→ **Your objective**
Please restate the listing below in full, word for word.

→ **Supplied data**
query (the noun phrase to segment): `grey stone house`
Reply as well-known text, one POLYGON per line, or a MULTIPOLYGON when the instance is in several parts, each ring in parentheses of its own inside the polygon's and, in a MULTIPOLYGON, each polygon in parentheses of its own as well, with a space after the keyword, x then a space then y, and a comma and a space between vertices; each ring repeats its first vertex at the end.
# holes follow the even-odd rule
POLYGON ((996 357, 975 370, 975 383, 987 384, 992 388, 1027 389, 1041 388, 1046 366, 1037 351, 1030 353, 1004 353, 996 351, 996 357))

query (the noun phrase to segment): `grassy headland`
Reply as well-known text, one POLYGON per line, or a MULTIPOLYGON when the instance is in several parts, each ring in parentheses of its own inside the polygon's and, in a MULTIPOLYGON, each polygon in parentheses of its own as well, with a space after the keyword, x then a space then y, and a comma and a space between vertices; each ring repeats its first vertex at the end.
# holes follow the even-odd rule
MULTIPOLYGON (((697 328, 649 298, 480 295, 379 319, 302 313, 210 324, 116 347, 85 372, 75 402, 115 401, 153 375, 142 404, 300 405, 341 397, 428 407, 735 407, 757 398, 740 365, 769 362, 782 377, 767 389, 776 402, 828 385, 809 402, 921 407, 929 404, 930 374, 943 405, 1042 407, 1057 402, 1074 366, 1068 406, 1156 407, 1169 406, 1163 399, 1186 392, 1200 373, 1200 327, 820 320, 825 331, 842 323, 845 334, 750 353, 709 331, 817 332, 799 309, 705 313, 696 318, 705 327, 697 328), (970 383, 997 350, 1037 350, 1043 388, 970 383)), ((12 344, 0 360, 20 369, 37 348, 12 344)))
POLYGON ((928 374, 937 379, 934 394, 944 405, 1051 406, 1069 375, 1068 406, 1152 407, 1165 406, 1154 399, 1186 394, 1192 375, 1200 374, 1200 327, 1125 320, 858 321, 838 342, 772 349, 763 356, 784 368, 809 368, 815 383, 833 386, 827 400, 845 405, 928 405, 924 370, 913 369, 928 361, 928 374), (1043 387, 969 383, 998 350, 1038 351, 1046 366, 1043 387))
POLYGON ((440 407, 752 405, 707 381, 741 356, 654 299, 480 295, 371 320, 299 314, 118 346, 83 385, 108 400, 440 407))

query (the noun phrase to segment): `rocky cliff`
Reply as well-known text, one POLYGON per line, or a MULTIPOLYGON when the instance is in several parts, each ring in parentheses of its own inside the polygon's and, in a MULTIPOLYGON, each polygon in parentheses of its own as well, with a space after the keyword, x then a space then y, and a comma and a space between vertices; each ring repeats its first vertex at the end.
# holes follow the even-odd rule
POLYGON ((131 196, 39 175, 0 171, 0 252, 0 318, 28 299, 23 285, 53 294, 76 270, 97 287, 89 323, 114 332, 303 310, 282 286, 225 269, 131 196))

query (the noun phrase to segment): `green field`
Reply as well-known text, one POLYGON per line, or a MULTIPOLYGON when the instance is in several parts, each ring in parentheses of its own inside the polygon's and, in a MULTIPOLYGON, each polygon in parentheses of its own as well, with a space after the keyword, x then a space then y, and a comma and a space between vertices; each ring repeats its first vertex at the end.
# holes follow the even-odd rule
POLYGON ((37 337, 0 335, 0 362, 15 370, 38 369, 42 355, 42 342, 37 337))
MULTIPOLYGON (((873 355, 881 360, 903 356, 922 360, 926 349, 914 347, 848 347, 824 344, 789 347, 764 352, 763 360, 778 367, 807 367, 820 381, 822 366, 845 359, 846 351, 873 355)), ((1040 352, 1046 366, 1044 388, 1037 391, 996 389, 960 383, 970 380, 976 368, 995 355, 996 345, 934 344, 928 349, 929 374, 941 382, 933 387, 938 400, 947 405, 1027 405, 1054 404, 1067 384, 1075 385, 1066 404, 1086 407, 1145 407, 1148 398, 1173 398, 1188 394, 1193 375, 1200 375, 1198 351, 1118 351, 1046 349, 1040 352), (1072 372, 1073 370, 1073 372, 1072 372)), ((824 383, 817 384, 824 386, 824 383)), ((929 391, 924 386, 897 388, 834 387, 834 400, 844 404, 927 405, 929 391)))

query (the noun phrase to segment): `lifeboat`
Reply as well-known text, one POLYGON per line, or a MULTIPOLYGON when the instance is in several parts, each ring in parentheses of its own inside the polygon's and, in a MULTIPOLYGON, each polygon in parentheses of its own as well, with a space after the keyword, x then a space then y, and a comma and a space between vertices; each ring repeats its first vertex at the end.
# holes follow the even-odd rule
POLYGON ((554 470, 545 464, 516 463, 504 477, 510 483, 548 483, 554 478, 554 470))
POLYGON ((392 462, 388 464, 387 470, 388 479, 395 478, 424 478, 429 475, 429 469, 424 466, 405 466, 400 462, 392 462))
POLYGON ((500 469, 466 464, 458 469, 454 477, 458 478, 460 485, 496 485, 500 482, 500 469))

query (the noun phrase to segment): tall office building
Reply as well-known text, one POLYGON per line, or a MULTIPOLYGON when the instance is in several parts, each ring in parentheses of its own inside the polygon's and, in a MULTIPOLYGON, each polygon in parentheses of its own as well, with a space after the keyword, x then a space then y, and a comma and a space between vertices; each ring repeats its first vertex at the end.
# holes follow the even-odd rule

→ **Your response**
query (the noun phrase to segment): `grey stone house`
Reply as well-known text, one POLYGON per line, or a MULTIPOLYGON when the instance is in several parts, each ring in parentheses of its own inside the polygon's and, in a MULTIPOLYGON, each polygon in parentheses of its own as well, with a space after the keyword, x then a space then y, and a comma and a space between vertices; each ring repeats its first vertex at the end.
# holes follow the even-odd rule
POLYGON ((996 357, 975 370, 975 383, 987 384, 992 388, 1027 389, 1041 388, 1046 366, 1037 351, 1030 353, 1004 353, 996 351, 996 357))

query (the noun phrase to segment): `grassy headland`
Reply as well-known text, one POLYGON per line, or a MULTIPOLYGON when the instance is in several parts, each ring in parentheses of its own inside the polygon's and, in a MULTIPOLYGON, each polygon in parentheses of its own as well, with a space after the keyword, x then a space then y, and a comma and a space between vertices; each ring repeats its first vertex at the end.
# holes follow the even-odd rule
MULTIPOLYGON (((697 328, 649 298, 480 295, 379 319, 302 313, 210 324, 116 347, 85 372, 75 402, 115 401, 153 375, 142 404, 300 405, 341 397, 428 407, 735 407, 757 398, 740 365, 769 362, 782 377, 767 389, 776 402, 828 385, 809 402, 921 407, 929 404, 930 374, 943 405, 1042 407, 1057 402, 1074 366, 1068 406, 1156 407, 1169 406, 1163 399, 1186 392, 1200 373, 1200 327, 820 320, 825 331, 842 323, 845 334, 750 353, 709 331, 817 332, 799 309, 705 313, 696 318, 705 327, 697 328), (970 383, 997 350, 1037 350, 1043 388, 970 383)), ((12 344, 0 360, 20 369, 37 348, 12 344)))
POLYGON ((928 374, 937 379, 934 394, 944 405, 1051 406, 1069 375, 1068 406, 1152 407, 1165 406, 1154 399, 1186 394, 1192 375, 1200 374, 1200 327, 1125 320, 858 321, 838 342, 772 349, 763 356, 784 368, 809 368, 815 383, 833 386, 827 400, 845 405, 928 405, 924 370, 913 369, 928 361, 928 374), (1043 387, 969 383, 998 350, 1038 351, 1046 366, 1043 387))
POLYGON ((440 407, 752 405, 707 381, 741 356, 654 299, 480 295, 371 320, 299 314, 118 346, 83 385, 108 400, 440 407))

query (the noun phrase to segment): `rocky cliff`
Reply as well-known text, one POLYGON per line, or a MULTIPOLYGON when the instance is in several parts, each ring in parentheses of its own inside the polygon's and, in a MULTIPOLYGON, each polygon in parentheses of its own as well, with a space after the keyword, x then a space then y, and a comma and a space between vertices; each ring repeats its first vertex at the end.
# holes follow the even-odd rule
POLYGON ((131 196, 39 175, 0 171, 0 252, 0 318, 28 299, 23 285, 53 294, 76 270, 97 287, 89 323, 114 332, 303 310, 282 286, 225 269, 131 196))

query (the noun phrase to segment): `green field`
Reply as well-known text, one POLYGON per line, or a MULTIPOLYGON when the instance is in several parts, each ring in parentheses of its own inside the polygon's and, in a MULTIPOLYGON, each polygon in parentheses of its own as well, with a space after the keyword, x then a space then y, and a comma and a space between vertices; each ring repeats its first vertex at the end.
# holes follow the even-odd rule
POLYGON ((37 337, 0 335, 0 362, 15 370, 38 369, 42 355, 42 342, 37 337))
MULTIPOLYGON (((873 355, 881 360, 903 356, 922 360, 926 349, 914 347, 848 347, 824 344, 789 347, 764 352, 763 360, 778 367, 807 367, 820 381, 822 366, 845 359, 846 351, 873 355)), ((1040 352, 1046 366, 1044 388, 1037 391, 996 389, 960 383, 970 380, 976 368, 995 355, 996 345, 934 344, 928 349, 929 374, 941 382, 933 387, 938 400, 947 405, 1027 405, 1054 404, 1067 384, 1075 385, 1066 404, 1086 407, 1145 407, 1148 398, 1173 398, 1188 394, 1193 375, 1200 375, 1198 351, 1118 351, 1046 349, 1040 352), (1072 372, 1073 370, 1073 372, 1072 372)), ((824 383, 817 384, 824 386, 824 383)), ((929 391, 924 386, 897 388, 834 387, 834 400, 844 404, 927 405, 929 391)))

query (the noun phrase to segment): `lifeboat`
Reply as well-known text, one POLYGON per line, or a MULTIPOLYGON when the instance is in several parts, each ring in parentheses of its own inside the polygon's and, in a MULTIPOLYGON, each polygon in parentheses of its own as well, with a space after the keyword, x then a space then y, and a comma and a space between vertices; each ring repeats its first vertex at the end.
# holes follow the even-odd rule
POLYGON ((554 470, 545 464, 516 463, 504 477, 510 483, 548 483, 554 478, 554 470))
POLYGON ((392 462, 388 464, 387 470, 388 479, 395 478, 424 478, 429 475, 429 469, 424 466, 405 466, 400 462, 392 462))
POLYGON ((500 469, 466 464, 458 469, 454 477, 458 478, 460 485, 496 485, 500 482, 500 469))

query (the noun phrase to segment): tall office building
Reply as well-known text, one POLYGON per line, or a MULTIPOLYGON when the instance is in several parts, each ring in parentheses of its own inside the polygon's and, in a MULTIPOLYGON, each polygon in parentheses of its own as well, with a space after the keyword, x then a space then y, and a comma and a space between vertices; each ring repeats its first vertex at the end.
# holes follow the even-odd rule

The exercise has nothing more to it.